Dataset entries
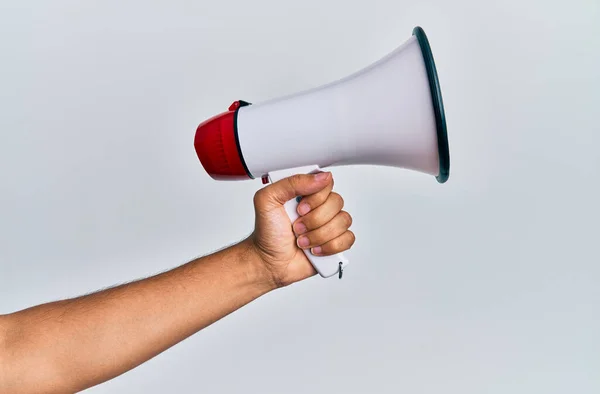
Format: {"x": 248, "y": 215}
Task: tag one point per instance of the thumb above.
{"x": 286, "y": 189}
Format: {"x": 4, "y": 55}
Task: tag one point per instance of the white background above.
{"x": 487, "y": 284}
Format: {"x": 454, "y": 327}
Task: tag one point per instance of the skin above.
{"x": 70, "y": 345}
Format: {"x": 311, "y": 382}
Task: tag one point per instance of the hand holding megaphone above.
{"x": 320, "y": 228}
{"x": 390, "y": 113}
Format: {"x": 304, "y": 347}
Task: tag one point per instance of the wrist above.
{"x": 256, "y": 270}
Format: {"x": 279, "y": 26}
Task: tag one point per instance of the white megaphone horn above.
{"x": 390, "y": 113}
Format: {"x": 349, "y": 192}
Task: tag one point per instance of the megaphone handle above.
{"x": 326, "y": 266}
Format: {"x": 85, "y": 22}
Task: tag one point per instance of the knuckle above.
{"x": 352, "y": 238}
{"x": 337, "y": 244}
{"x": 347, "y": 218}
{"x": 338, "y": 199}
{"x": 260, "y": 196}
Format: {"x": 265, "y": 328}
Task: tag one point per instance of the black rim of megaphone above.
{"x": 438, "y": 105}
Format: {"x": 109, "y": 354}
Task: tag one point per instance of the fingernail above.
{"x": 303, "y": 209}
{"x": 321, "y": 176}
{"x": 300, "y": 228}
{"x": 303, "y": 242}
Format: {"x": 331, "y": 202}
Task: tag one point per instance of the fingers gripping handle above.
{"x": 326, "y": 266}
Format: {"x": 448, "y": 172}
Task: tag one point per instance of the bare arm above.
{"x": 70, "y": 345}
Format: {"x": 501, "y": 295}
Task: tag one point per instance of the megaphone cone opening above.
{"x": 438, "y": 105}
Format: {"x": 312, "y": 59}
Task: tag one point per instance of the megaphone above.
{"x": 390, "y": 113}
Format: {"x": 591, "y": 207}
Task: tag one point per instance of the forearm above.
{"x": 73, "y": 344}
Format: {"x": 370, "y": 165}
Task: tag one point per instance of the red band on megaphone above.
{"x": 217, "y": 148}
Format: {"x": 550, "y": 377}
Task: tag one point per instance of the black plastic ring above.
{"x": 438, "y": 105}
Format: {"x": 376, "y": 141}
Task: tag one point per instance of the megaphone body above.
{"x": 390, "y": 113}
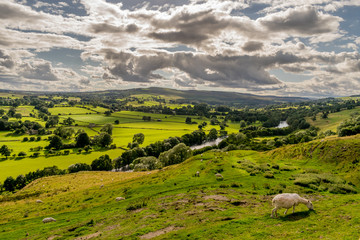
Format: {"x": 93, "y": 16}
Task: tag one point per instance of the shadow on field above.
{"x": 296, "y": 216}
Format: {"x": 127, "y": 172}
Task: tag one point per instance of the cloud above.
{"x": 38, "y": 70}
{"x": 252, "y": 46}
{"x": 5, "y": 60}
{"x": 301, "y": 21}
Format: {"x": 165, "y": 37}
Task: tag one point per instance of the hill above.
{"x": 213, "y": 97}
{"x": 175, "y": 204}
{"x": 180, "y": 96}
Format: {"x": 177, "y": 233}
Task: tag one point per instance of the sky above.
{"x": 306, "y": 48}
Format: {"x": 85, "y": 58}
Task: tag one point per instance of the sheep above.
{"x": 49, "y": 219}
{"x": 218, "y": 175}
{"x": 288, "y": 200}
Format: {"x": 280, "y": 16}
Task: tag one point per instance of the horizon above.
{"x": 261, "y": 47}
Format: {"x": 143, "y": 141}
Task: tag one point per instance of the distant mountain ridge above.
{"x": 183, "y": 96}
{"x": 215, "y": 97}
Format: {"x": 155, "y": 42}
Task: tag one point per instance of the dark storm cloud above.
{"x": 17, "y": 12}
{"x": 252, "y": 46}
{"x": 191, "y": 28}
{"x": 238, "y": 71}
{"x": 303, "y": 20}
{"x": 6, "y": 60}
{"x": 109, "y": 28}
{"x": 38, "y": 71}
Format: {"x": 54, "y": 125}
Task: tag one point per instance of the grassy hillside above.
{"x": 333, "y": 120}
{"x": 175, "y": 204}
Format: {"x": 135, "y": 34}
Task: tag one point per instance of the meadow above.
{"x": 333, "y": 120}
{"x": 175, "y": 204}
{"x": 91, "y": 120}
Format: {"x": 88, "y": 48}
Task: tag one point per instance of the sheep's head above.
{"x": 309, "y": 205}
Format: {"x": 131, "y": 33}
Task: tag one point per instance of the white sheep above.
{"x": 49, "y": 219}
{"x": 288, "y": 200}
{"x": 218, "y": 175}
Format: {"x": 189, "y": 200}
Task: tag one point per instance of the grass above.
{"x": 130, "y": 123}
{"x": 333, "y": 120}
{"x": 187, "y": 207}
{"x": 15, "y": 167}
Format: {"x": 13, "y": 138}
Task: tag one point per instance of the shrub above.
{"x": 177, "y": 154}
{"x": 103, "y": 163}
{"x": 145, "y": 163}
{"x": 22, "y": 154}
{"x": 268, "y": 175}
{"x": 77, "y": 167}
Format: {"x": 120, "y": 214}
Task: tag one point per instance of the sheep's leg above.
{"x": 274, "y": 211}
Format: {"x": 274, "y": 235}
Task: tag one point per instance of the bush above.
{"x": 306, "y": 180}
{"x": 268, "y": 175}
{"x": 77, "y": 167}
{"x": 177, "y": 154}
{"x": 145, "y": 163}
{"x": 22, "y": 154}
{"x": 103, "y": 163}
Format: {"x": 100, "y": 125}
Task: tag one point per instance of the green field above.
{"x": 333, "y": 120}
{"x": 174, "y": 204}
{"x": 130, "y": 123}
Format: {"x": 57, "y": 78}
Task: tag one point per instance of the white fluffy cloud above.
{"x": 197, "y": 44}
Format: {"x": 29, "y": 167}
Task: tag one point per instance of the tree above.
{"x": 77, "y": 167}
{"x": 242, "y": 123}
{"x": 22, "y": 154}
{"x": 11, "y": 112}
{"x": 177, "y": 154}
{"x": 17, "y": 115}
{"x": 103, "y": 163}
{"x": 139, "y": 138}
{"x": 212, "y": 134}
{"x": 20, "y": 182}
{"x": 69, "y": 121}
{"x": 9, "y": 184}
{"x": 5, "y": 151}
{"x": 52, "y": 121}
{"x": 82, "y": 140}
{"x": 55, "y": 142}
{"x": 107, "y": 128}
{"x": 64, "y": 132}
{"x": 103, "y": 139}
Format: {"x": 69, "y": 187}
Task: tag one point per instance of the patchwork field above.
{"x": 130, "y": 123}
{"x": 175, "y": 204}
{"x": 333, "y": 120}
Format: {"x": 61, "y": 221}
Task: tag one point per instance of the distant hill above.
{"x": 214, "y": 97}
{"x": 181, "y": 96}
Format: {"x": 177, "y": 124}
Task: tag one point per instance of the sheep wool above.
{"x": 288, "y": 200}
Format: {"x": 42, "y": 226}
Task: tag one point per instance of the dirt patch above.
{"x": 159, "y": 232}
{"x": 88, "y": 236}
{"x": 217, "y": 198}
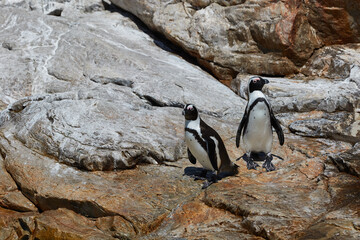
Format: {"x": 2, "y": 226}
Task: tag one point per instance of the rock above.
{"x": 139, "y": 195}
{"x": 254, "y": 37}
{"x": 197, "y": 220}
{"x": 337, "y": 62}
{"x": 91, "y": 132}
{"x": 317, "y": 108}
{"x": 57, "y": 7}
{"x": 336, "y": 22}
{"x": 348, "y": 161}
{"x": 111, "y": 129}
{"x": 341, "y": 221}
{"x": 10, "y": 196}
{"x": 65, "y": 224}
{"x": 103, "y": 46}
{"x": 15, "y": 225}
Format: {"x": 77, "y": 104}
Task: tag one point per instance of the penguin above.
{"x": 206, "y": 146}
{"x": 256, "y": 127}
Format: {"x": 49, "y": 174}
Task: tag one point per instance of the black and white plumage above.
{"x": 206, "y": 146}
{"x": 256, "y": 127}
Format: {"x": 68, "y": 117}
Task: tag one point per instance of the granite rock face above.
{"x": 255, "y": 37}
{"x": 91, "y": 132}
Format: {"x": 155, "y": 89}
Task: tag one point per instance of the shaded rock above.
{"x": 341, "y": 222}
{"x": 139, "y": 195}
{"x": 117, "y": 226}
{"x": 10, "y": 196}
{"x": 65, "y": 224}
{"x": 255, "y": 37}
{"x": 337, "y": 62}
{"x": 103, "y": 46}
{"x": 195, "y": 220}
{"x": 337, "y": 22}
{"x": 348, "y": 161}
{"x": 17, "y": 201}
{"x": 340, "y": 126}
{"x": 293, "y": 95}
{"x": 15, "y": 225}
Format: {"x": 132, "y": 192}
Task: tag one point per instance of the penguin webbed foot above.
{"x": 196, "y": 173}
{"x": 250, "y": 164}
{"x": 268, "y": 164}
{"x": 207, "y": 183}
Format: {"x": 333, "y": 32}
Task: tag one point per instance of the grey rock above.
{"x": 100, "y": 129}
{"x": 316, "y": 108}
{"x": 104, "y": 47}
{"x": 254, "y": 37}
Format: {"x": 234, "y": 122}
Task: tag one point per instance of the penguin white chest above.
{"x": 198, "y": 151}
{"x": 258, "y": 133}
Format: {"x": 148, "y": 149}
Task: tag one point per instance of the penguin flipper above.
{"x": 275, "y": 123}
{"x": 241, "y": 126}
{"x": 191, "y": 157}
{"x": 210, "y": 145}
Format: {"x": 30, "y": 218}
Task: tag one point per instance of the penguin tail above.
{"x": 277, "y": 156}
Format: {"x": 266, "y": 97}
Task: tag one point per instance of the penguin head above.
{"x": 190, "y": 112}
{"x": 257, "y": 83}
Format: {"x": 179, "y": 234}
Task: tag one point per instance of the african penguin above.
{"x": 256, "y": 127}
{"x": 206, "y": 146}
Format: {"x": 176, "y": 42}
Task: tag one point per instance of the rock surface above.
{"x": 91, "y": 132}
{"x": 256, "y": 37}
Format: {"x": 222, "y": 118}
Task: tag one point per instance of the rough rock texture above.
{"x": 256, "y": 37}
{"x": 91, "y": 132}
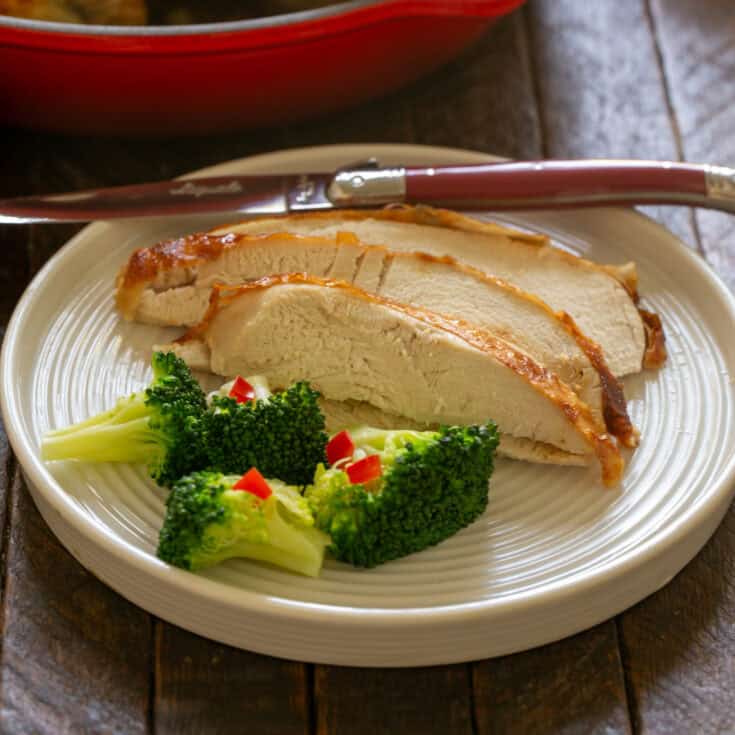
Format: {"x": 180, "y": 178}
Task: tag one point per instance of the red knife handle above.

WHAT THE TASK REQUIRES – The line containing "Task: tag one point per instance of the penguin head" and every line after it, up to the last line of the data, should be returned exactly, without the pictures.

SOLUTION FOR THIS PROBLEM –
Task: tag one point per instance of the penguin head above.
{"x": 190, "y": 112}
{"x": 257, "y": 83}
Format: {"x": 179, "y": 234}
Task: tag one point per instance of the african penguin above.
{"x": 256, "y": 127}
{"x": 206, "y": 146}
Format: {"x": 176, "y": 42}
Task: tag one point per instance of the rock surface above.
{"x": 91, "y": 132}
{"x": 256, "y": 37}
Format: {"x": 222, "y": 118}
Task: tag one point per instance of the rough rock texture above.
{"x": 256, "y": 37}
{"x": 91, "y": 132}
Format: {"x": 180, "y": 178}
Task: tag one point per instance of the red knife handle above.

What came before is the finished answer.